OPINION: Eviction moratorium extension would create hardship for both renters and landlords

People Post is a space for opinion pieces, letters to the editor and guest submissions from members of the Long Beach community. The following is an op-ed submitted by Mike Murchison, founder and president of Murchison Consulting, and does not necessarily reflect the views of the Long Beach Post.

Once again the Long Beach City Council will have the opportunity to address a growing problem in our community. On Tuesday, July 7, the council will hear a report from our city attorney (Agenda Item 26) that requests policy direction to either extend the eviction moratorium or let it expire on July 31.

Remember, many unemployed renters have been fortunate enough to receive unemployment benefits from the state and federal government that, in many cases, is greater than what they were earning while working. Sadly, non-paying renters are continuing to grow, making it difficult for housing providers to pay mortgages, property taxes and maintenance that is necessary to keep buildings operating. Many housing providers are forced to cut back all non-essential services as no substantial relief or help has been offered to them since the start of the pandemic.

Maintenance providers are critical to our community because buildings would deteriorate without their services. These local tradespeople rely heavily on income derived from housing providers. Long Beach has a critical policy decision to make on Tuesday to extend the eviction moratorium one or two months or let it expire at the end of this month, the latter being the best option for the city in general. Should the council extend the moratorium, it may be perceived that there is a lack of interest on the city’s part to help housing providers collect much needed rents that are necessary to keep buildings in good operating condition, prevent potential loss of their investment or reduce income derived from the buildings by retirees. In other words, this would be the wrong message to send to those individuals with a vested interest in the overall success of our entire community.
┄┄┄┄┄┄┄┄┄┄┄┄┄┄┄┄┄┄┄┄
[List of tasks]
**A.** In the eviction moratorium op-ed, on what date would the moratorium expire if the council chose not to extend it?
**B.** Write the next part of the eviction moratorium op-ed, picking up after its final sentence.

[Data for pointing at referred-to regions]
┄┄┄┄┄┄┄┄┄┄┄┄┄┄┄┄┄┄┄┄
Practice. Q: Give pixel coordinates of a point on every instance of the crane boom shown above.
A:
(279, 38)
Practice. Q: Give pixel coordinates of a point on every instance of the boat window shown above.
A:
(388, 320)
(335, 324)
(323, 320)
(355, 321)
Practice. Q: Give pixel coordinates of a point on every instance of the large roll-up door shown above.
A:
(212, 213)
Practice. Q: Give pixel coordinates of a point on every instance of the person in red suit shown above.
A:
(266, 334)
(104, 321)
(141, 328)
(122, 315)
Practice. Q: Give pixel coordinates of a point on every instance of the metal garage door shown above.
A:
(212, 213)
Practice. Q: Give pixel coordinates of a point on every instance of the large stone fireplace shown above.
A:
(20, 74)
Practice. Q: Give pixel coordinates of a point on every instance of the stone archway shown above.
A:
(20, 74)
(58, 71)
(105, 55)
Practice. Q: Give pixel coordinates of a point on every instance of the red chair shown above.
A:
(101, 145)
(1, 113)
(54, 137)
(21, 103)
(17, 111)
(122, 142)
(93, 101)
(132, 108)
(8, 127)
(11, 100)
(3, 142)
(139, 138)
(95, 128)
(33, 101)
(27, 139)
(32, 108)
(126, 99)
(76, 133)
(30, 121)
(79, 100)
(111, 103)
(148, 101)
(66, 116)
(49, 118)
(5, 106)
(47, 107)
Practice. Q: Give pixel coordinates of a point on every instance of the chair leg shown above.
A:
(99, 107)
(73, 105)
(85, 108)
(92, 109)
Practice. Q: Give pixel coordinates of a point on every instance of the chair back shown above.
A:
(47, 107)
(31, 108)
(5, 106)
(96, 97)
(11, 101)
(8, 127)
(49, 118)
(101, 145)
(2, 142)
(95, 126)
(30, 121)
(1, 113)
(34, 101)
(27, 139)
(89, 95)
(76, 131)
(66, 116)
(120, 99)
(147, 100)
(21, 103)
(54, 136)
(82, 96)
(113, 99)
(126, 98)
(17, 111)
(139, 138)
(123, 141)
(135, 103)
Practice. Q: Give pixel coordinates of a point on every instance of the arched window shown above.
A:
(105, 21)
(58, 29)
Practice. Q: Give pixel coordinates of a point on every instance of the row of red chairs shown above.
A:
┄┄┄┄┄┄┄┄┄┄┄┄┄┄┄┄┄┄┄┄
[Responses]
**A.** July 31.

**B.**
Tenants rights groups such as Legal Aid, LiBRE, and Housing LB may claim that renters will be evicted if the moratorium expires. Fortunately, the California Judicial Council has not changed its position and has established that there will be no “unlawful detainer” hearings held in any civil court in California until 90 days after Gov. Gavin Newsom has lifted the state of emergency, which may occur as late as next year. If the mayor and councilmembers Mary Zendejas, Jeannine Pearce, Roberto Uranga and Rex Richardson prefer to place Long Beach in further economic peril, they should extend the moratorium, helping to create more hardships for both renters and housing providers. Why is that such a problem? Well, it provides implied permission to renters that they don’t have to pay rent and it kicks the can down the road to deal with a much greater problem in August or September of 2021 when all of the deferred rent becomes due and payable. Unfortunately, this is bad policy.

Tenants rights groups will also try and point out that we have a rental assistance program. We do, however, renters must apply and will only receive a benefit if their income is less than 80% of the area median income. This means that the majority of renters in our city will not qualify and housing providers will receive little to nothing from the program.

All this means is that it’s time for renters to keep up their contractual obligation to the housing providers. We support a one-twelfth payment option of the deferred rent program that would not start until Sept. 1,  giving renters ample time to prepare when the ban expires on July 31. We are all in this together and prefer not to witness a more destructive housing crisis for renters and housing providers in 2021. Should the moratorium be extended, we will likely see more evictions and foreclosures in the near future. It’s important that we work together to get the city back on the road to recovery by allowing the moratorium to expire on July 31, 2020. It’s good policy and the right thing to do for everyone.